Without including any images, reproduce each entry exactly.
Begin
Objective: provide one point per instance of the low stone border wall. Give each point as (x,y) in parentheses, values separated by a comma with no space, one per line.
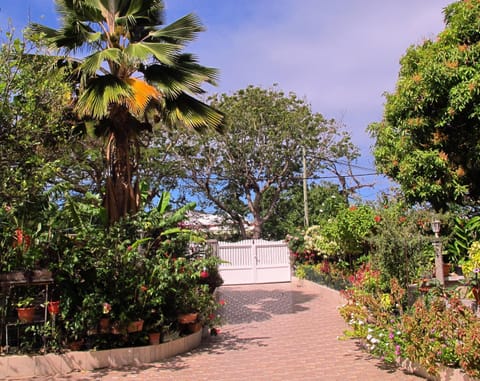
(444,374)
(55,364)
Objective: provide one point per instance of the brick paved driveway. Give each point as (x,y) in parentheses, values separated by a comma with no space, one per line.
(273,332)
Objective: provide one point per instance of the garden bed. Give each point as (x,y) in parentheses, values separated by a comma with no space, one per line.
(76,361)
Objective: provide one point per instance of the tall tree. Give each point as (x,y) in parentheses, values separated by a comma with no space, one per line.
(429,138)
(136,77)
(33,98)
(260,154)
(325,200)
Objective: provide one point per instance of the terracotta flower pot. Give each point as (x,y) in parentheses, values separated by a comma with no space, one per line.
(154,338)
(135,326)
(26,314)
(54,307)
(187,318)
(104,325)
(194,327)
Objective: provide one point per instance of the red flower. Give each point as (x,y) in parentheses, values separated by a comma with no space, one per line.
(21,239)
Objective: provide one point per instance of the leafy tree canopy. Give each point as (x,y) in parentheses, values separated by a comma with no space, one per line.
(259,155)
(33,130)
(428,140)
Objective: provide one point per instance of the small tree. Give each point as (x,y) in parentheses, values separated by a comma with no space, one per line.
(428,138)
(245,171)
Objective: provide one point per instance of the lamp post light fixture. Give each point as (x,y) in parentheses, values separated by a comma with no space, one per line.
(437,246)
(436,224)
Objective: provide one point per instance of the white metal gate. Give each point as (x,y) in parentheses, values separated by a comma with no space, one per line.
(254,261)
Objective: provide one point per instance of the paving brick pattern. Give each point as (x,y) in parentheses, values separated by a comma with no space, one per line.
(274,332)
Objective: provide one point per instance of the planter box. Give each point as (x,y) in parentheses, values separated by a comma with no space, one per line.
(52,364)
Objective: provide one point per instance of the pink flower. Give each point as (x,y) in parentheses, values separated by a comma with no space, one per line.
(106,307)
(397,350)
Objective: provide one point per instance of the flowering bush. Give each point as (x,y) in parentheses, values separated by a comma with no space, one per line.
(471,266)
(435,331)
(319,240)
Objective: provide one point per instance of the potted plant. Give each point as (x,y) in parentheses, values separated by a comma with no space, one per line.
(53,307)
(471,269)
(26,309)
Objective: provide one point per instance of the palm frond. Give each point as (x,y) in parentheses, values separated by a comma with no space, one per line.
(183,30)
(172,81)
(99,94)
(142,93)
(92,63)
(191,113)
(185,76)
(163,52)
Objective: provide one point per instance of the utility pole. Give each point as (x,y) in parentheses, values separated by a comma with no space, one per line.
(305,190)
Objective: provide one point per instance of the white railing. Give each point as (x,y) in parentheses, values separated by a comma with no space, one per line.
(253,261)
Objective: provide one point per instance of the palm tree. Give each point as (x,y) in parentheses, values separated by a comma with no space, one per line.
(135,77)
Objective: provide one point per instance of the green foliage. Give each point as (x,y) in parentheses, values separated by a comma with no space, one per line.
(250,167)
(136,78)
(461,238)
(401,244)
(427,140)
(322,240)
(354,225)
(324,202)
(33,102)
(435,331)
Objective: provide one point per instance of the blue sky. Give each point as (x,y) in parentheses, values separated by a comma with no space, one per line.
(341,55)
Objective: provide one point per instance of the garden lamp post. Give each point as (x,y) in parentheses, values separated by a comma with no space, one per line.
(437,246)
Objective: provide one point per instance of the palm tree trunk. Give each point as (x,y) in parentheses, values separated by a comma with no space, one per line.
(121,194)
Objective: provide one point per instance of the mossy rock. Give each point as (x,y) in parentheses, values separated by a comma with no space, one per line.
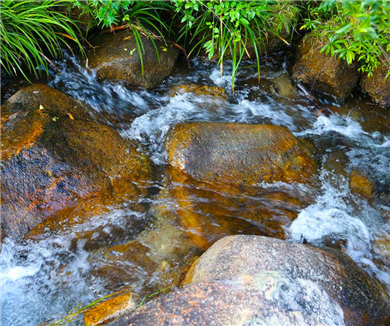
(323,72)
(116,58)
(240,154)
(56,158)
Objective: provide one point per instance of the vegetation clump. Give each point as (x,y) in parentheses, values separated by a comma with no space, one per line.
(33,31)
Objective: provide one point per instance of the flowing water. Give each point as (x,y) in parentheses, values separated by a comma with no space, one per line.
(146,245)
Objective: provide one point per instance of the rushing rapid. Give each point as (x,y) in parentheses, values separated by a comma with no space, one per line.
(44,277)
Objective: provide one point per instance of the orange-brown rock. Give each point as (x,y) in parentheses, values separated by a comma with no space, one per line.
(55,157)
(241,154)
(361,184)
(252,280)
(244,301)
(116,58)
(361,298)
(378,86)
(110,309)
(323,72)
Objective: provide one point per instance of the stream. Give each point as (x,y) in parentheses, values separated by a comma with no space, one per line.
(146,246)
End
# COMPLETE OUTPUT
Objective: provide one point per instance of the low stone border wall. Give each point as (x,y) in parentheses, values separated by a comma with no space, one per line.
(444,374)
(55,364)
Objective: provide one point per instance of the brick paved driveway. Give each point as (x,y) in parentheses, values separated by a comma with no space, one per line.
(273,332)
Objective: provide one point per instance of the garden bed. Give each point as (x,y) in parentheses, values separated by a comma with no space, one per line.
(76,361)
Objective: provide one point per instance of the tall tree. Give each point as (x,y) in parentheses, values separated by a comma with no space, one per line.
(429,138)
(136,77)
(33,98)
(260,154)
(325,200)
Objective: provide one point per instance of the terracotta flower pot. Give each point as (x,y) in parentheses, values separated by a comma with no space, one per line.
(154,338)
(135,326)
(26,314)
(54,307)
(187,318)
(104,325)
(194,327)
Objective: provide one point per instance of the red flower. Give each point as (x,y) in parentheses, values separated by a comma with no space, one per line.
(21,239)
Objective: provide one point per instance of the leafy tree canopy. Give each point as (x,y) in parentheses, values separated by a comma with no space, one per line.
(259,155)
(33,130)
(428,140)
Objective: provide one point per instance of the small tree. Give each point as (x,y) in parentheses, values separated by a comma with no space, one per line.
(428,138)
(245,171)
Objective: provide one point per instance of the lamp post light fixture. Give each point as (x,y) in parentheses, values separated by a comma with no space, one per line.
(437,246)
(436,224)
Objective: provide one point per instance of the white metal gate. Give each point as (x,y) in parentheses, values separated by a comma with no space, one per line.
(254,261)
Objective: provide one point per instance of the paving brick pattern. Give each point as (x,y) in parentheses, values separated by a comma with no space, one per line.
(274,332)
Objective: provide one point per instance of the planter box. Give each point as (x,y) in parentheses, values separated by a comma with no space, one per line.
(52,364)
Objective: provide one point per instance of the pink flower. Give each point as (x,y) in parentheses, values separated by a comma with no space, one per line.
(106,307)
(397,350)
Objective: provide one point per instance of the flowering bush. Give each point as (x,y) in parentheses, values separated by a comma with no space, one per line.
(471,266)
(435,331)
(319,240)
Objective: provide one point per instance of the potted plant. Give each point as (x,y) in parentheses, values separated by a comma with no space, one per line.
(53,307)
(471,269)
(26,309)
Objective: provide one point per instance of the palm frond. Give each point as (x,y) in parentheses, values separated by a comma with no space, one per line.
(183,30)
(172,81)
(99,94)
(142,93)
(92,63)
(191,113)
(185,76)
(163,52)
Objective: provide one point per instance of the utility pole. Give each point as (x,y) in parentheses, values separated by a comma with no space, one per line.
(305,190)
Objective: provide one point per instance of the white railing. Give each point as (x,y) in parentheses, values separated by a comma with no space, one per line.
(253,261)
Objective: provide one point per instance of the palm tree. Give each point as (x,y) in parentheses, values separated by a comma with no space, one per line.
(135,77)
Objective: provide one point per instance of the green foliage. Give each point as (x,y) in parentheses, values separated by a comma with no space, one per line.
(250,167)
(136,78)
(461,238)
(401,244)
(427,140)
(322,240)
(354,225)
(324,202)
(33,102)
(435,331)
Objective: provide one point per instance of the blue sky. Give each point as (x,y) in parentheses, values separated by a comma with no space, one per line.
(341,55)
Objective: provide one point per instance of the garden lamp post. Give each point as (x,y) in parentheses, values separated by a comma with no space, one per line.
(437,246)
Objective: provide one point per instance of the palm tree trunk. Give each point as (x,y) in parentheses, values separated by a comma with no space, one per line.
(121,194)
Objective: provide one point per instance of the mossy rock. Give each point as (x,y) in parentheses, values separated by a comma with no space, one per line.
(323,72)
(116,58)
(240,154)
(56,158)
Objective: provide one point per instance of the vegetation clump. Give each point as (x,y) in parentheses, values separated by a comma with no space, one per line.
(33,31)
Objective: provide one point per instance of the flowing water. Give each point as (x,y) in parentheses, values separated by a comma with no space, one per line.
(146,245)
Objective: provide one point per instance of the rushing rapid. Give each point as (x,y) in parentheses, values separated by a comma with no space, one per line.
(44,277)
Objective: provide one point per instance of the orange-brown rock. Give each point as (x,y) in parentheses, values separated by a comma with no space, one per line.
(55,157)
(241,154)
(361,184)
(252,280)
(244,301)
(116,58)
(361,298)
(378,86)
(110,309)
(323,72)
Objective: provide one point per instance of the stream. Give each point as (x,y) in parentheses, values separated by a comma with no space, one per line.
(146,246)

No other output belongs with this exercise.